--- ENTRIES PROVIDED ---

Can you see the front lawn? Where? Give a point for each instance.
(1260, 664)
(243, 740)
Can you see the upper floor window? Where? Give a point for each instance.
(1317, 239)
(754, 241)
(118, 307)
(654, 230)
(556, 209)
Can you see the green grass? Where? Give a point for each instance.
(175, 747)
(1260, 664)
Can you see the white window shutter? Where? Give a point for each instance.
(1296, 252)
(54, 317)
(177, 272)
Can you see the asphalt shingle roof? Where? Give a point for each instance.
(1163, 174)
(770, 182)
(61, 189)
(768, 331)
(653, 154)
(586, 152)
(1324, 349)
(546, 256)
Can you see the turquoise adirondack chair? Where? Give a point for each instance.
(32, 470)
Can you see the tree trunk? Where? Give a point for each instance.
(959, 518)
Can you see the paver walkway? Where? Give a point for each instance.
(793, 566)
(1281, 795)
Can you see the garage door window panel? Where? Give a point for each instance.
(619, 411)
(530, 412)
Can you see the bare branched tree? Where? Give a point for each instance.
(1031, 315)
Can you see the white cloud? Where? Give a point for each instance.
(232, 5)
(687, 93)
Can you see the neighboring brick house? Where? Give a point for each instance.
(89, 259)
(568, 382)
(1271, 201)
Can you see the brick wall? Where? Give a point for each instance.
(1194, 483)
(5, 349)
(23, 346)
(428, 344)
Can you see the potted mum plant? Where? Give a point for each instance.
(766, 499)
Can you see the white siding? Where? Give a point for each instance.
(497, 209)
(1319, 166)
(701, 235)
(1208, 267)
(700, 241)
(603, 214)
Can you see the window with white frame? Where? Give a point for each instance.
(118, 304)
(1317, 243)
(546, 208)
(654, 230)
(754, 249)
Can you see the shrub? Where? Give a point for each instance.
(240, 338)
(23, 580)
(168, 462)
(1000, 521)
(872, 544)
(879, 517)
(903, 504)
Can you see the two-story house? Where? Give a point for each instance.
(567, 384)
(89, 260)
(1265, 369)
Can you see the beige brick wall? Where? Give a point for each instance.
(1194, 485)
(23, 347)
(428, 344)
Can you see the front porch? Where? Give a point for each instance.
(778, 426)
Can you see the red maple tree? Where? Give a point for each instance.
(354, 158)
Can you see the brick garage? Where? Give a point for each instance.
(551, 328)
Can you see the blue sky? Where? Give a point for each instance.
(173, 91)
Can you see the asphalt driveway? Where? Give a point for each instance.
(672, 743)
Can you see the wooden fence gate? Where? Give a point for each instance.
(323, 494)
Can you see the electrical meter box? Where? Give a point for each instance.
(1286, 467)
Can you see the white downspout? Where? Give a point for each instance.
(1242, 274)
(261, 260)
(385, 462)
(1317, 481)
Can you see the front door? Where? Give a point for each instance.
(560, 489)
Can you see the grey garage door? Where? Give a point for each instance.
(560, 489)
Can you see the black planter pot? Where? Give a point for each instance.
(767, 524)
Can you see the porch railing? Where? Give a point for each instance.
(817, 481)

---

### AIM
Convert every line of the items above into a numbered list, omitting any blank lines.

### EXPECTED OUTPUT
1. Can you see the front lawn? Where? Give a point for each instance.
2. (1260, 664)
3. (243, 740)
4. Can you see the upper floor window? Where? Give a point for each instance.
5. (1317, 239)
6. (754, 241)
7. (118, 307)
8. (654, 230)
9. (556, 209)
10. Can you see the green grass? Where? Give a point for each instance.
11. (175, 747)
12. (1260, 664)
13. Can you see the white window shutter? Where? Give a point for each instance.
14. (1296, 252)
15. (54, 317)
16. (177, 272)
17. Can you see the asphalt shingle roof? Where? Give a point for each instance.
18. (1163, 174)
19. (770, 182)
20. (61, 189)
21. (768, 331)
22. (653, 154)
23. (586, 152)
24. (1324, 349)
25. (546, 256)
26. Can you see the turquoise adirondack chair? Where? Give a point for each instance.
27. (32, 470)
28. Can you see the tree trunk? Where? Give a point for each instance.
29. (959, 518)
30. Can you see the paver walkway? Where? Give a point for each instance.
31. (793, 566)
32. (1281, 795)
33. Can you see the garage door window panel? Where? Give a point for each instance.
34. (619, 411)
35. (530, 412)
36. Can you see the bare branched tree? Where? Give a point for each instance.
37. (1031, 315)
38. Can you see the white cloud? Where? Give a point for each instance.
39. (232, 5)
40. (687, 93)
41. Can you see the neighboring brick house? Where? Give a point for each instance.
42. (89, 259)
43. (568, 382)
44. (1271, 201)
45. Can you see the brick wall? Where? Give a point for each instance.
46. (1194, 483)
47. (5, 349)
48. (23, 346)
49. (428, 344)
50. Can you see the potted mum plant? Where? Give a point for each instance.
51. (766, 499)
52. Can you see the white siding? Where? Give a point for each instance.
53. (497, 209)
54. (1319, 166)
55. (701, 235)
56. (1208, 267)
57. (700, 241)
58. (603, 214)
59. Can you see the window with white frame? Where? Give a point for each instance.
60. (118, 304)
61. (1317, 243)
62. (546, 208)
63. (654, 230)
64. (754, 249)
65. Can you see the shrub? Where? Give a point for each instance.
66. (240, 338)
67. (23, 580)
68. (168, 462)
69. (1000, 521)
70. (872, 544)
71. (879, 517)
72. (903, 504)
73. Can you see the two-story house? Where? Give a point for each instance.
74. (567, 384)
75. (89, 260)
76. (1265, 369)
77. Can you see the beige brick wall? Where? Give a point for each instance.
78. (1194, 485)
79. (23, 347)
80. (428, 344)
81. Can you see the front porch? Where? Give a point for each instance.
82. (778, 426)
83. Can you see the red maple tree? Where? Give a point for each instance.
84. (354, 158)
85. Can you see the brick garage? Where? Give a point for each instance.
86. (551, 328)
87. Can you see the blue sky? Where? Give a point for each instance.
88. (173, 91)
89. Can you see the asphalt driveway? Where? Give a point for each instance.
90. (672, 743)
91. Can you see the wooden fence gate? Where? Give a point for each instance.
92. (323, 494)
93. Can you see the electrical meter box? Where? Give a point for each instance.
94. (1286, 467)
95. Can you see the white downspout? Where? Give a point for each instance.
96. (1242, 274)
97. (261, 260)
98. (385, 462)
99. (1317, 481)
100. Can you see the front door? Where? Give a point for each instance.
101. (560, 489)
102. Can you see the grey garage door? Where? Give a point for each instance.
103. (560, 489)
104. Can you see the black planter pot? Where? Give a point for each instance.
105. (767, 524)
106. Can you see the porch railing? Where? Give a point for each instance.
107. (817, 481)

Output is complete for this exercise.